── Data for this task ──
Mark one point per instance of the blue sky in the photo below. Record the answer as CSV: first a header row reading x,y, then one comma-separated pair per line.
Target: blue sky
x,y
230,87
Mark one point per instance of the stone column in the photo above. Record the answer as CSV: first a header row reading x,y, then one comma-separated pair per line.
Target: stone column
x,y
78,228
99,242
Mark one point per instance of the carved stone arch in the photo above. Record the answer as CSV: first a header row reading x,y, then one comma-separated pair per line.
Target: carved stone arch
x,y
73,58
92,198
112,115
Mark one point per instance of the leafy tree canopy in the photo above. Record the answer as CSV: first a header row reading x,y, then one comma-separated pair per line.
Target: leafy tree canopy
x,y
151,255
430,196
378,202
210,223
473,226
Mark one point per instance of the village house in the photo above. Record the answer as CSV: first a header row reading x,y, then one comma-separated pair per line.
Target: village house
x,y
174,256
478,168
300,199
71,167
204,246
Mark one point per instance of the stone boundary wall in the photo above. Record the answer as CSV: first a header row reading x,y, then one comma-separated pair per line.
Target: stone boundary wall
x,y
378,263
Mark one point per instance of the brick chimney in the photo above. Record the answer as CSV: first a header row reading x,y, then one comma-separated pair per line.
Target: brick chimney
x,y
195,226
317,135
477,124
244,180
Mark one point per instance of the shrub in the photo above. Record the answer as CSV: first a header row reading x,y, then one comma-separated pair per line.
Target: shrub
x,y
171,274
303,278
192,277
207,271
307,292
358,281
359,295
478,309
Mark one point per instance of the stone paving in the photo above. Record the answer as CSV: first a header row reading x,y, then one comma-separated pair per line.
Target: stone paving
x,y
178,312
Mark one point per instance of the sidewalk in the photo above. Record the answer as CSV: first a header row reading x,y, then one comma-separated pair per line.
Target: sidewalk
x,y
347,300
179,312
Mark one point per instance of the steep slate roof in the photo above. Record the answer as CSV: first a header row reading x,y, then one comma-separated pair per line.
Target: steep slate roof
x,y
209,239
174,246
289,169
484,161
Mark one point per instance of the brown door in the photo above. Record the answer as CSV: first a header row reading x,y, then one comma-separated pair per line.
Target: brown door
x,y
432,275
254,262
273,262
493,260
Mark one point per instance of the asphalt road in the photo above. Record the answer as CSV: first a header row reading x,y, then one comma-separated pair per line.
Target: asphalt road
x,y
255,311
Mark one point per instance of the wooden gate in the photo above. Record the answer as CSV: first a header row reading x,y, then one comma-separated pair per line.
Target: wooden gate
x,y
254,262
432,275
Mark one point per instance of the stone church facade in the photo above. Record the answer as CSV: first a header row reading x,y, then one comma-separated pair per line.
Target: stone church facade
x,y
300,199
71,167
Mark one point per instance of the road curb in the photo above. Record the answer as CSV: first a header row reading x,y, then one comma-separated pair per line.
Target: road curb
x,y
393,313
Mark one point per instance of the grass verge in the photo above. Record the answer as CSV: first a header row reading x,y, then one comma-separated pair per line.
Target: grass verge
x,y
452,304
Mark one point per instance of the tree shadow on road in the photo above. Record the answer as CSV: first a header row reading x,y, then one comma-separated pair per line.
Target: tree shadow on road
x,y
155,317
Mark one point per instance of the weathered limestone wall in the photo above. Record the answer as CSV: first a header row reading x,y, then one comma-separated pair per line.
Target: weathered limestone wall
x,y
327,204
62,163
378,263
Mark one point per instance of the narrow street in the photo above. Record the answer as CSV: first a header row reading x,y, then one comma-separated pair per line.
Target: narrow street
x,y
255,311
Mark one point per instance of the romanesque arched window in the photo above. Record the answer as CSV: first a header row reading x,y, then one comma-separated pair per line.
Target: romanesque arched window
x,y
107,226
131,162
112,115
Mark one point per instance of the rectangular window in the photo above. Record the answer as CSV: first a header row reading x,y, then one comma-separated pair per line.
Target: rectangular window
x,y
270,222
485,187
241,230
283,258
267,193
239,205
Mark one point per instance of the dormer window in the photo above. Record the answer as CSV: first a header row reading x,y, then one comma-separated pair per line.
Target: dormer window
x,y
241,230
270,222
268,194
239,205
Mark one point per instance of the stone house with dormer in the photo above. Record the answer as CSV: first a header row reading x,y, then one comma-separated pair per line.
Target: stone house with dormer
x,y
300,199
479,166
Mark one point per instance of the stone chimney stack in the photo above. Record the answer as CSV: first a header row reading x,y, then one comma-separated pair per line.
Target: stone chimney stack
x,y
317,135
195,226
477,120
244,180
───
- **Do this**:
Rewrite the records above as a JSON list of strings, one string per line and no blank lines, starting at the line that contains "Mark one point per instance of the dormer" and ending with the last line of the records, both ends included.

- **Solution to this task**:
[
  "Mark one point per instance of the dormer window in the photo above. Record the answer as CSV: first a header row reading x,y, then one comma-separated pair per line.",
  "Target: dormer window",
  "x,y",
  "241,230",
  "270,222",
  "268,194",
  "239,205",
  "Mark one point per instance of the stone house with dormer in the photo above. Record the answer as CSV: first a header row reading x,y, then one comma-separated pair per line.",
  "Target: stone house with dormer",
  "x,y",
  "300,199",
  "479,166",
  "Mark one point per instance of the stone chimney stack in the photo above. Record the answer as CSV: first a header row reading x,y, then one comma-separated pair per line.",
  "Target: stone chimney stack",
  "x,y",
  "317,135",
  "195,226",
  "477,120",
  "244,180"
]